What is expected: Render the lines below as a Markdown table with the columns Row and Line, numbering each row and skipping any blank lines. Omit the pictures from the table.

┌────────

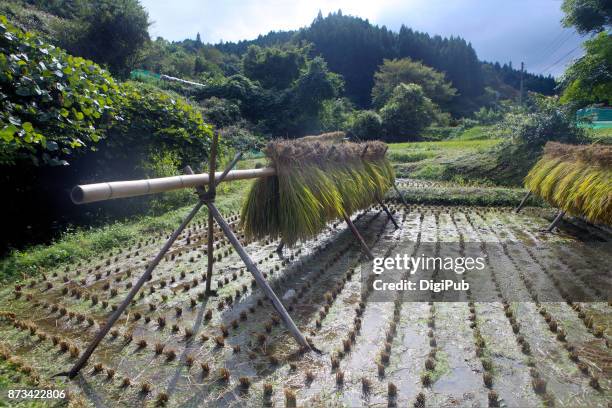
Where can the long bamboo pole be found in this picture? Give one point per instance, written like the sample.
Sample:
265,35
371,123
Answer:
89,193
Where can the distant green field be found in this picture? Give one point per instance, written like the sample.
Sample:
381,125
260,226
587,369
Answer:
431,160
603,135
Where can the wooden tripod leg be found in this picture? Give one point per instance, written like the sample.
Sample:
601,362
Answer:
357,235
211,232
401,196
553,224
210,254
384,207
261,282
128,299
522,203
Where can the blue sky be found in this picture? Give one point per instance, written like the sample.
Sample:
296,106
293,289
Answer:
499,30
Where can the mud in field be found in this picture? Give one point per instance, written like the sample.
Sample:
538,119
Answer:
179,347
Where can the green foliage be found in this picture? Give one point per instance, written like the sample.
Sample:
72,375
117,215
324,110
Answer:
220,112
316,182
546,120
407,113
458,194
589,79
316,84
335,114
52,103
85,244
394,72
273,67
575,179
587,15
488,116
366,125
111,32
241,139
150,119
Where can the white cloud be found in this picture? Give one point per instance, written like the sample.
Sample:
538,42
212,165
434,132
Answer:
499,30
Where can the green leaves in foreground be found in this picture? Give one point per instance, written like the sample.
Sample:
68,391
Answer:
316,182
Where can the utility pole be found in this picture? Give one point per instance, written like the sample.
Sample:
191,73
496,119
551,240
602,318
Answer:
521,89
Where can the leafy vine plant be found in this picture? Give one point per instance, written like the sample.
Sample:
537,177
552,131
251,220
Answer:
55,106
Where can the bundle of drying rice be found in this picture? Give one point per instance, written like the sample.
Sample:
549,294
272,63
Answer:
318,180
576,179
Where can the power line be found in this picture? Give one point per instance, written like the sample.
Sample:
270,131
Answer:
560,59
564,37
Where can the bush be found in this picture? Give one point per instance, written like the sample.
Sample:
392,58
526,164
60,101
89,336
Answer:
53,104
546,120
60,109
110,32
366,125
220,112
151,120
241,139
407,113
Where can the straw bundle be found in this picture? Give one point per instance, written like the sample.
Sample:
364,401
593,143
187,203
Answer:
576,179
318,180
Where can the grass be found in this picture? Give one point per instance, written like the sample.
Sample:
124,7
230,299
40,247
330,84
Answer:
466,195
603,135
85,244
575,179
316,182
437,160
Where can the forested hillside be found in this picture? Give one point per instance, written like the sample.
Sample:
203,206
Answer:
74,110
354,48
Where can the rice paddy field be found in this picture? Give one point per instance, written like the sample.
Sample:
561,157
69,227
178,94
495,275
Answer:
177,347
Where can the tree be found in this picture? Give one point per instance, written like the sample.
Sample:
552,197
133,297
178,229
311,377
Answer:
315,84
407,113
335,113
589,79
273,67
587,16
111,32
366,125
394,72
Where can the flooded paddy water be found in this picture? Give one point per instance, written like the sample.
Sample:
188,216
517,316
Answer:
176,346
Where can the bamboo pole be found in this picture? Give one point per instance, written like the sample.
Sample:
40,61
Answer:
251,267
357,235
401,196
89,193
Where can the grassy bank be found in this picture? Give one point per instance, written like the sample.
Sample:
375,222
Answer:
450,194
435,160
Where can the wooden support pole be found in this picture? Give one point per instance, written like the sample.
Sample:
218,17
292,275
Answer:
82,361
261,282
522,203
401,196
357,235
279,248
384,207
211,231
553,224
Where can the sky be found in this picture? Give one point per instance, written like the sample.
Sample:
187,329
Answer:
499,30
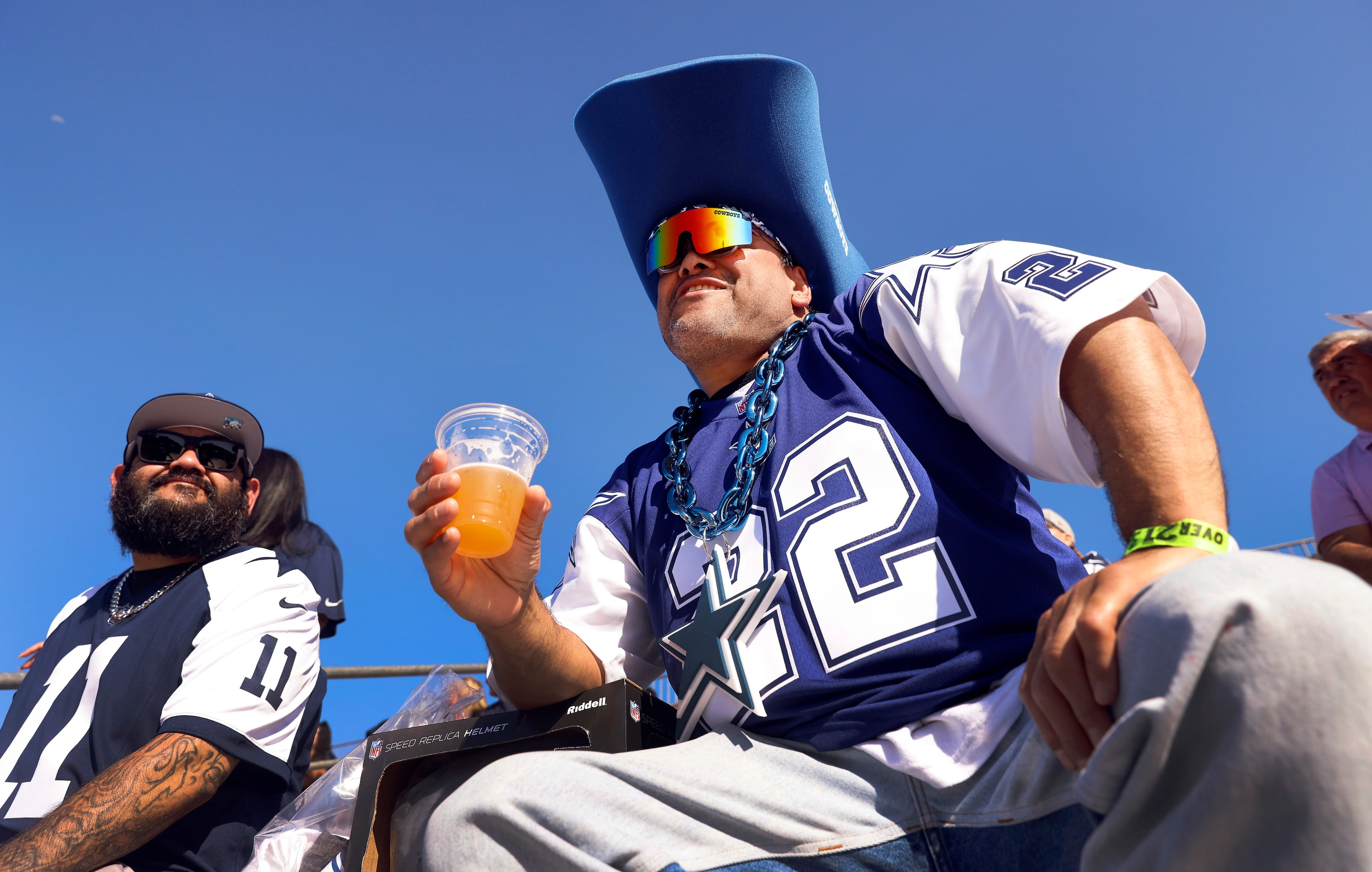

└────────

Final result:
| Row | Line |
|---|---|
| 1 | Where can the long bamboo pole be found in this picture? Give one point per instance, written like the sample. |
| 2 | Sample: |
| 3 | 265,35 |
| 4 | 371,123 |
| 5 | Answer: |
| 6 | 89,193 |
| 7 | Where can the distant green field be found in this picture? Give one point per instance, written like the sample. |
| 8 | Sample: |
| 9 | 381,125 |
| 10 | 260,226 |
| 11 | 587,369 |
| 12 | Answer: |
| 13 | 431,160 |
| 14 | 603,135 |
| 15 | Where can the wooden tripod leg be found in this picture? Give one point per instance, written like the sample. |
| 16 | Sample: |
| 17 | 601,362 |
| 18 | Answer: |
| 19 | 357,235 |
| 20 | 211,232 |
| 21 | 401,196 |
| 22 | 553,224 |
| 23 | 210,254 |
| 24 | 384,207 |
| 25 | 261,282 |
| 26 | 128,299 |
| 27 | 522,203 |
| 28 | Where can the blue sky be found in this picture? Give one point per instance, written like the sample. |
| 29 | Sample: |
| 30 | 296,106 |
| 31 | 293,289 |
| 32 | Answer: |
| 33 | 499,30 |
| 34 | Where can the mud in field be found in this picture? Give one point per instance, written like the sample. |
| 35 | Sample: |
| 36 | 538,119 |
| 37 | Answer: |
| 38 | 179,347 |
| 39 | Where can the green foliage be found in this picture? Give one point per instance, written like the sample. |
| 40 | Sample: |
| 41 | 72,375 |
| 42 | 117,215 |
| 43 | 324,110 |
| 44 | Answer: |
| 45 | 220,112 |
| 46 | 316,182 |
| 47 | 546,120 |
| 48 | 407,113 |
| 49 | 458,194 |
| 50 | 589,79 |
| 51 | 316,84 |
| 52 | 335,114 |
| 53 | 52,103 |
| 54 | 85,244 |
| 55 | 394,72 |
| 56 | 273,67 |
| 57 | 575,179 |
| 58 | 587,15 |
| 59 | 488,116 |
| 60 | 366,125 |
| 61 | 111,32 |
| 62 | 241,139 |
| 63 | 150,119 |
| 64 | Where can the white cloud be found in this picture? Give one point per instance, written like the sample. |
| 65 | Sample: |
| 66 | 538,42 |
| 67 | 212,165 |
| 68 | 434,132 |
| 69 | Answer: |
| 70 | 499,30 |
| 71 | Where can the green leaves in foreground be found in this picture? Give one point per instance, written like the sample. |
| 72 | Sample: |
| 73 | 68,391 |
| 74 | Answer: |
| 75 | 316,182 |
| 76 | Where can the utility pole be found in this picture? Give one point per instance, written like the sample. |
| 77 | Sample: |
| 78 | 191,73 |
| 79 | 496,119 |
| 80 | 551,240 |
| 81 | 602,318 |
| 82 | Answer: |
| 83 | 521,89 |
| 84 | Where can the leafy vine plant be found in this picture? Give one point per instance, written like the sample. |
| 85 | Sample: |
| 86 | 537,177 |
| 87 | 552,131 |
| 88 | 251,220 |
| 89 | Answer: |
| 90 | 55,106 |
| 91 | Where can the bundle of drying rice be found in this picture? Give one point per instance, written like the sample. |
| 92 | Sample: |
| 93 | 549,294 |
| 94 | 272,63 |
| 95 | Answer: |
| 96 | 318,180 |
| 97 | 576,179 |
| 98 | Where can the power line be found in this picture? Give one point per instance, written like the sample. |
| 99 | Sample: |
| 100 | 270,131 |
| 101 | Answer: |
| 102 | 560,59 |
| 103 | 564,37 |
| 104 | Where can the bush be found in this picture? Give one point per instance, written like the sample. |
| 105 | Sample: |
| 106 | 392,58 |
| 107 | 526,164 |
| 108 | 60,101 |
| 109 | 89,336 |
| 110 | Answer: |
| 111 | 53,104 |
| 112 | 546,120 |
| 113 | 60,109 |
| 114 | 110,32 |
| 115 | 366,125 |
| 116 | 220,112 |
| 117 | 151,120 |
| 118 | 241,139 |
| 119 | 407,113 |
| 120 | Where can the straw bundle be found in this picture? Give one point per instance, written like the sample. |
| 121 | Sample: |
| 122 | 364,401 |
| 123 | 593,143 |
| 124 | 187,203 |
| 125 | Answer: |
| 126 | 576,179 |
| 127 | 318,180 |
| 128 | Where can the grass be found in this picture? Give one point per instance, written like the sample. |
| 129 | Sample: |
| 130 | 124,7 |
| 131 | 230,299 |
| 132 | 40,247 |
| 133 | 330,84 |
| 134 | Answer: |
| 135 | 466,195 |
| 136 | 603,135 |
| 137 | 85,244 |
| 138 | 575,179 |
| 139 | 316,182 |
| 140 | 437,160 |
| 141 | Where can the forested hillside be found in this picture? Give one point per instance, written like the sample. |
| 142 | Sample: |
| 143 | 203,206 |
| 144 | Answer: |
| 145 | 74,110 |
| 146 | 354,48 |
| 147 | Where can the rice paddy field be found in this picture? Give one point per instance, written like the sample. |
| 148 | Sample: |
| 149 | 561,157 |
| 150 | 69,227 |
| 151 | 178,94 |
| 152 | 495,275 |
| 153 | Answer: |
| 154 | 177,347 |
| 155 | Where can the tree be found in this picture? Give one point per instance, written like the sample. |
| 156 | Sample: |
| 157 | 552,197 |
| 158 | 133,297 |
| 159 | 178,229 |
| 160 | 311,377 |
| 161 | Answer: |
| 162 | 315,84 |
| 163 | 407,113 |
| 164 | 335,113 |
| 165 | 589,79 |
| 166 | 273,67 |
| 167 | 587,16 |
| 168 | 111,32 |
| 169 | 366,125 |
| 170 | 394,72 |
| 171 | Where can the flooded paddy water be found in this picture? Give one point per instance, written like the sample. |
| 172 | Sample: |
| 173 | 188,216 |
| 174 | 517,316 |
| 175 | Answer: |
| 176 | 176,346 |
| 177 | Where can the bamboo pole be found in this picture? Give one point per instance, written like the sample. |
| 178 | Sample: |
| 179 | 40,61 |
| 180 | Answer: |
| 181 | 251,267 |
| 182 | 357,235 |
| 183 | 401,196 |
| 184 | 89,193 |
| 185 | Where can the grassy bank be found in this picture? Give one point per instance, written like the sample. |
| 186 | Sample: |
| 187 | 375,222 |
| 188 | Answer: |
| 189 | 450,194 |
| 190 | 435,160 |
| 191 | Where can the wooden support pole be found in this picture? Give one point per instance, written like the sample. |
| 192 | Sample: |
| 193 | 218,17 |
| 194 | 292,275 |
| 195 | Answer: |
| 196 | 82,361 |
| 197 | 261,282 |
| 198 | 522,203 |
| 199 | 401,196 |
| 200 | 357,235 |
| 201 | 279,248 |
| 202 | 384,207 |
| 203 | 211,231 |
| 204 | 553,224 |
| 205 | Where can the sky be found in this picture? Give one point per instance, written like the sample. |
| 206 | Sample: |
| 207 | 187,329 |
| 208 | Answer: |
| 209 | 499,30 |